### Assignment
Your task is to print every entry below exactly as given.
>>>
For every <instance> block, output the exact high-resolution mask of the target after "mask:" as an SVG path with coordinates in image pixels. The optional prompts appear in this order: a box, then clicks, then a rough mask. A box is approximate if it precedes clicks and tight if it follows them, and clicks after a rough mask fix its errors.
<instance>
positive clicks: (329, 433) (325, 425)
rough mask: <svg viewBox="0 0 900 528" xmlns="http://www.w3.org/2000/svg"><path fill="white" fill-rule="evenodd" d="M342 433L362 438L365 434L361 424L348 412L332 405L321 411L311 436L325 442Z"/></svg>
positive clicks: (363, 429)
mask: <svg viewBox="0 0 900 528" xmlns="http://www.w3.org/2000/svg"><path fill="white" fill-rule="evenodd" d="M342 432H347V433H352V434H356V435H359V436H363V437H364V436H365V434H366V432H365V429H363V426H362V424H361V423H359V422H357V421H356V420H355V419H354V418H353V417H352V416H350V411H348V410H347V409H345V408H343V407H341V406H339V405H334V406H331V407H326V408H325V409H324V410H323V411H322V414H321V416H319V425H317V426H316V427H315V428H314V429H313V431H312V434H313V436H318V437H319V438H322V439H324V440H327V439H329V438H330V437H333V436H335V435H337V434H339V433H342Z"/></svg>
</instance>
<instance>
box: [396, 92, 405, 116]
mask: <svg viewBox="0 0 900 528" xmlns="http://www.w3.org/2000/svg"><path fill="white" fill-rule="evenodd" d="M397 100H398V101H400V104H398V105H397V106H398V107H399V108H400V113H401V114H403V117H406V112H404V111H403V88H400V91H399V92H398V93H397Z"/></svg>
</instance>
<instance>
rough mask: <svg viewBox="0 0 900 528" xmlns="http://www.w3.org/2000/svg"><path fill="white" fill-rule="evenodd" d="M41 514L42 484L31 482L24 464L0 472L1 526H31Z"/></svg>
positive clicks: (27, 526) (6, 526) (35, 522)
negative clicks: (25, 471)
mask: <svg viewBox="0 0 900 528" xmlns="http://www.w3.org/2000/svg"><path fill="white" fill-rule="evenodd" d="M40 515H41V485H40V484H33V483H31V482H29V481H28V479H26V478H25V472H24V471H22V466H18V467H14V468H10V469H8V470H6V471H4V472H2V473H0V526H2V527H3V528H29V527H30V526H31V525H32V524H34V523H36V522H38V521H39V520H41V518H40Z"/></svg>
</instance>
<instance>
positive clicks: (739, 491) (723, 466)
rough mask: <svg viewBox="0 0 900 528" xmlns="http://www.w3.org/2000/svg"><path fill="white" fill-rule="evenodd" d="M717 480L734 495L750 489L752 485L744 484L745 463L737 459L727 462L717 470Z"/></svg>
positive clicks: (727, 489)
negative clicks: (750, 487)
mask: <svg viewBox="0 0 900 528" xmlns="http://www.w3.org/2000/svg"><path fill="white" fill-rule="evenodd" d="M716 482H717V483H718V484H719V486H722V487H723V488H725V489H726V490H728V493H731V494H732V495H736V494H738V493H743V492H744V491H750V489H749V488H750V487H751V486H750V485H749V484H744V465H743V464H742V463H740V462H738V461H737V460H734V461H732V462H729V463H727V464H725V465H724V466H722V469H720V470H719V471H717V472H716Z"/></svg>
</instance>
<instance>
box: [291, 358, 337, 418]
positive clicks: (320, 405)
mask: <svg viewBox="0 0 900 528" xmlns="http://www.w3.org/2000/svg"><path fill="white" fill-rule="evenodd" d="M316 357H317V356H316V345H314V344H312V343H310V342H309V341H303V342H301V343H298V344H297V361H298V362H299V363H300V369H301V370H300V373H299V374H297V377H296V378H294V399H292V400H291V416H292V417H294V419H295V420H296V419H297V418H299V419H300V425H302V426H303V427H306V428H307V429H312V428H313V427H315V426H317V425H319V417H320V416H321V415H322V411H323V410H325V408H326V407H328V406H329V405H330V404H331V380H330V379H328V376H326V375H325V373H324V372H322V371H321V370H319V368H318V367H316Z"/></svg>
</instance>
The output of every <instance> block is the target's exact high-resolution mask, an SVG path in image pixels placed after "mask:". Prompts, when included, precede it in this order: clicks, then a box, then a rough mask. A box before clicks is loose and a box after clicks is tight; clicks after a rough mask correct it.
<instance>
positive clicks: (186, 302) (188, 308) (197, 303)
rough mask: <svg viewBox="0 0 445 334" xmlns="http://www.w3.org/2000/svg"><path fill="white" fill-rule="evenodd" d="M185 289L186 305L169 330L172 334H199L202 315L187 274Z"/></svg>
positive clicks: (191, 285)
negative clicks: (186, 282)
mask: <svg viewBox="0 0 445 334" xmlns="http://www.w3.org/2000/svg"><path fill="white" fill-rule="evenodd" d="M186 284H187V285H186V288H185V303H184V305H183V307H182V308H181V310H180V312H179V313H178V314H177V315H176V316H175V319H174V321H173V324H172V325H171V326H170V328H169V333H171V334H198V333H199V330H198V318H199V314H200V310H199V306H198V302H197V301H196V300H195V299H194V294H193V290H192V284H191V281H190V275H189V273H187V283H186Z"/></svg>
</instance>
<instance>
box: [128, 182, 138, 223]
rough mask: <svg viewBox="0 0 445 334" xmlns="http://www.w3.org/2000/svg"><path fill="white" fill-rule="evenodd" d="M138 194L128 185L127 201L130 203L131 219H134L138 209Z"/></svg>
<<<
### Task answer
For every <instance> block, output the exact high-resolution mask of the target after "mask:" as an SVG path with coordinates in image pixels. The optional prompts appear in this order: a box, then clicks, then a rough mask. A box is approximate if it precedes clicks and tight if it follows them, and clicks after a rough mask fix its errors.
<instance>
positive clicks: (329, 433) (325, 425)
rough mask: <svg viewBox="0 0 900 528" xmlns="http://www.w3.org/2000/svg"><path fill="white" fill-rule="evenodd" d="M342 433L362 438L365 434L361 424L348 412L332 405L321 411L311 436L325 442Z"/></svg>
positive clicks: (363, 429)
mask: <svg viewBox="0 0 900 528" xmlns="http://www.w3.org/2000/svg"><path fill="white" fill-rule="evenodd" d="M342 432H347V433H352V434H356V435H359V436H363V437H364V436H365V434H366V432H365V429H363V426H362V424H361V423H359V422H357V421H356V420H355V419H354V418H353V417H352V416H350V411H348V410H347V409H345V408H343V407H341V406H339V405H334V406H331V407H326V408H325V409H324V410H323V411H322V414H321V416H319V425H317V426H316V427H315V428H314V429H313V431H312V434H313V436H318V437H319V438H322V439H324V440H327V439H329V438H330V437H333V436H335V435H337V434H339V433H342Z"/></svg>
</instance>
<instance>
box: [396, 92, 405, 116]
mask: <svg viewBox="0 0 900 528" xmlns="http://www.w3.org/2000/svg"><path fill="white" fill-rule="evenodd" d="M397 100H398V101H400V104H398V105H397V106H398V107H399V108H400V113H401V114H403V117H406V112H404V111H403V88H400V91H399V92H398V93H397Z"/></svg>
</instance>
<instance>
rough mask: <svg viewBox="0 0 900 528" xmlns="http://www.w3.org/2000/svg"><path fill="white" fill-rule="evenodd" d="M41 514L42 484L31 482L24 464L0 472L1 526H31Z"/></svg>
positive clicks: (27, 526) (6, 526) (35, 522)
negative clicks: (25, 471)
mask: <svg viewBox="0 0 900 528" xmlns="http://www.w3.org/2000/svg"><path fill="white" fill-rule="evenodd" d="M40 515H41V485H40V484H33V483H31V482H29V481H28V479H26V478H25V472H24V471H22V466H18V467H14V468H10V469H8V470H6V471H4V472H2V473H0V526H2V527H3V528H29V527H30V526H31V525H32V524H34V523H36V522H38V521H39V520H41V518H40Z"/></svg>
</instance>
<instance>
positive clicks: (739, 491) (723, 466)
rough mask: <svg viewBox="0 0 900 528" xmlns="http://www.w3.org/2000/svg"><path fill="white" fill-rule="evenodd" d="M717 480L734 495L750 489L752 485L744 484L745 463L737 459L727 462L717 470Z"/></svg>
positive clicks: (727, 489)
negative clicks: (750, 487)
mask: <svg viewBox="0 0 900 528" xmlns="http://www.w3.org/2000/svg"><path fill="white" fill-rule="evenodd" d="M716 482H717V483H718V484H719V486H722V487H723V488H725V489H726V490H728V493H731V494H732V495H736V494H738V493H743V492H744V491H750V489H749V488H750V487H751V486H750V485H749V484H744V465H743V464H742V463H740V462H738V461H737V460H734V461H732V462H729V463H727V464H725V465H724V466H722V469H720V470H719V471H717V472H716Z"/></svg>
</instance>
<instance>
box: [291, 358, 337, 418]
positive clicks: (320, 405)
mask: <svg viewBox="0 0 900 528" xmlns="http://www.w3.org/2000/svg"><path fill="white" fill-rule="evenodd" d="M316 357H317V356H316V345H314V344H312V343H310V342H309V341H303V342H301V343H298V344H297V361H298V362H299V363H300V369H301V370H300V373H299V374H297V377H296V378H294V399H292V400H291V416H292V417H294V419H295V420H296V419H297V418H299V419H300V425H302V426H303V427H306V428H307V429H312V428H313V427H315V426H317V425H319V417H320V416H321V415H322V411H323V410H325V408H326V407H328V406H329V405H330V404H331V380H330V379H328V376H326V375H325V373H324V372H322V371H321V370H319V368H318V367H316Z"/></svg>
</instance>
The output of every <instance> block is the target's exact high-resolution mask, an SVG path in image pixels placed after "mask:". Prompts, when included, precede it in this order: clicks, then a box, then a rough mask. A box before clicks is loose and a box after clicks is tight; clicks after a rough mask correct it.
<instance>
positive clicks: (186, 302) (188, 308) (197, 303)
rough mask: <svg viewBox="0 0 445 334" xmlns="http://www.w3.org/2000/svg"><path fill="white" fill-rule="evenodd" d="M185 289L186 305L169 330L172 334H199L202 315L187 274Z"/></svg>
positive clicks: (191, 285)
negative clicks: (186, 282)
mask: <svg viewBox="0 0 445 334" xmlns="http://www.w3.org/2000/svg"><path fill="white" fill-rule="evenodd" d="M186 284H187V285H186V288H185V303H184V305H183V307H182V308H181V310H180V312H179V313H178V314H177V315H176V316H175V319H174V321H173V324H172V325H171V326H170V328H169V333H171V334H198V333H199V330H198V318H199V314H200V310H199V306H198V302H197V301H196V300H195V299H194V294H193V290H192V284H191V281H190V275H189V273H187V283H186Z"/></svg>
</instance>
<instance>
box: [128, 182, 138, 223]
rough mask: <svg viewBox="0 0 445 334" xmlns="http://www.w3.org/2000/svg"><path fill="white" fill-rule="evenodd" d="M138 194L128 185L127 201L130 203L131 219H134L138 209Z"/></svg>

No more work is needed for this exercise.